[[ Page text, beginning ]]
My career has a through-line: take complex systems and make them work for people at scale. Each chapter taught me something different about what that requires.
Twelve years of progressive depth. I started as an engineer and eventually led mass-scale deployments for the world's biggest events. I bridged what our R&D department dreamed of with the physical realities of mass scale wireless deployments. There is nothing more powerful than seeing a demo work in a lab to knowing how to scale the tech and systems for 100K+ people, packed into a stadium, who all want to do the same thing at once -- take a video of Bad Bunny during the half-time show and post it on social media. I led the scale out for Super Bowl 48, 49, 50 and World Cup's to make what's possible actually real.
Qualcomm taught me that technical judgment has to run deep, not just wide. And that the distance between a working system and a system that works at scale is where most people give up.
I led teams building high-availability, real-time systems under global SLAs. Productionized ML-driven workflows with data science. Built the reliability culture and operational rigor that comes from operating at a scale where downtime is measured in revenue per second.
Uber taught me that reliability is trust expressed as uptime. And that the best engineering cultures are built around accountability, not process.
I lead product engineering for Coinbase Wallet and Base App — our flagship self-custodial social trading app. I lead AI acceleration company-wide and am redefining how the company builds from first principles. 10M+ users, $80M+ in direct org revenue ownership, and the agentic infrastructure that makes high shipping velocity possible.
Coinbase taught me that you can move at startup speed inside a public company if you build the right systems and hire the right people. And that trust & safety aren't constraints on velocity -- they are the difference between keeping or losing your users.
Every chapter prepared me for this. I've moved bits wirelessly for most humans on earth. Built real-time systems for most riders and drivers on earth. Launched a consumer app to millions while maintaining the highest security bar in fintech. And rewired a 1,000-person engineering org to be AI-first, powered by Claude.
Now I want to build the surfaces where the rest of the world meets Claude. The interface layer is where trust is earned. That's where I've spent my career. And Anthropic is where that work matters most.
[[ Page text, end ]]
[[ Source information, beginning ]]
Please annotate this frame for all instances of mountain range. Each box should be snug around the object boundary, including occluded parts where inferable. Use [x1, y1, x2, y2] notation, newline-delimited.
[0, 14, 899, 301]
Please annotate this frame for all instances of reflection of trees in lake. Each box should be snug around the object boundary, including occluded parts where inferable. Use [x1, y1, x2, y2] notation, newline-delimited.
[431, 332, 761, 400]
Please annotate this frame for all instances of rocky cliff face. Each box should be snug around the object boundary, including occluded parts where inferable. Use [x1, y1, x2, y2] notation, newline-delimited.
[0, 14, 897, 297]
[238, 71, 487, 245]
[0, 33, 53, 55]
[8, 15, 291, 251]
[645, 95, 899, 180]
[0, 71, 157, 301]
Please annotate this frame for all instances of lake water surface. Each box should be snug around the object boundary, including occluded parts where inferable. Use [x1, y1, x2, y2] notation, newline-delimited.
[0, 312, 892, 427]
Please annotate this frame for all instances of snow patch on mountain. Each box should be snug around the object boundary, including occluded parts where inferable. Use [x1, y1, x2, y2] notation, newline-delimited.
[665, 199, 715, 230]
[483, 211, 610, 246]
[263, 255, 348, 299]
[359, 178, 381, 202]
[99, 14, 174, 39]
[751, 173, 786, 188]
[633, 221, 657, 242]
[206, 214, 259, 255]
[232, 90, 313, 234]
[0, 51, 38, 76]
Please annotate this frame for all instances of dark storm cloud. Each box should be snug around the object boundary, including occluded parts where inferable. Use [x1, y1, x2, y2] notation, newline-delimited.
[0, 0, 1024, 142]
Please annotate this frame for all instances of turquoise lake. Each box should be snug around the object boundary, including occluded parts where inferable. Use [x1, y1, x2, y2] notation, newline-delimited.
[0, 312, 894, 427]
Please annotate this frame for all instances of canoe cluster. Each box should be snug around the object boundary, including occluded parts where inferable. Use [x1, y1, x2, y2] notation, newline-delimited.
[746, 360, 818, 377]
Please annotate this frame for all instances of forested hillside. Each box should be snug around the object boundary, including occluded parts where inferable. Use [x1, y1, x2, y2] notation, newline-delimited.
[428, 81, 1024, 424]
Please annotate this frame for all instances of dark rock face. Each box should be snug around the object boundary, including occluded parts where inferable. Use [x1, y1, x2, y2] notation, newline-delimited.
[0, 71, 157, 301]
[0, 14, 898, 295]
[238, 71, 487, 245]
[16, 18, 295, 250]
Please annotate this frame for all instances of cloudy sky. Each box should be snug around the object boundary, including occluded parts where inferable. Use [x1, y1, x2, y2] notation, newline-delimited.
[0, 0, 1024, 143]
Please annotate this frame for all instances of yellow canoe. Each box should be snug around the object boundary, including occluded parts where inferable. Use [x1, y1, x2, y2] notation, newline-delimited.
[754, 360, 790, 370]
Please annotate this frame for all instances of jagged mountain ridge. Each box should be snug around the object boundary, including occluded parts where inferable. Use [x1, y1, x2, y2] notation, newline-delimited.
[[ Source information, end ]]
__Problem__.
Write out the part of the career summary that starts at "Coinbase taught me" and stops after "losing your users.", substituting "large corporation" for "public company". Work only from the career summary.

__Exercise answer__.
Coinbase taught me that you can move at startup speed inside a large corporation if you build the right systems and hire the right people. And that trust & safety aren't constraints on velocity -- they are the difference between keeping or losing your users.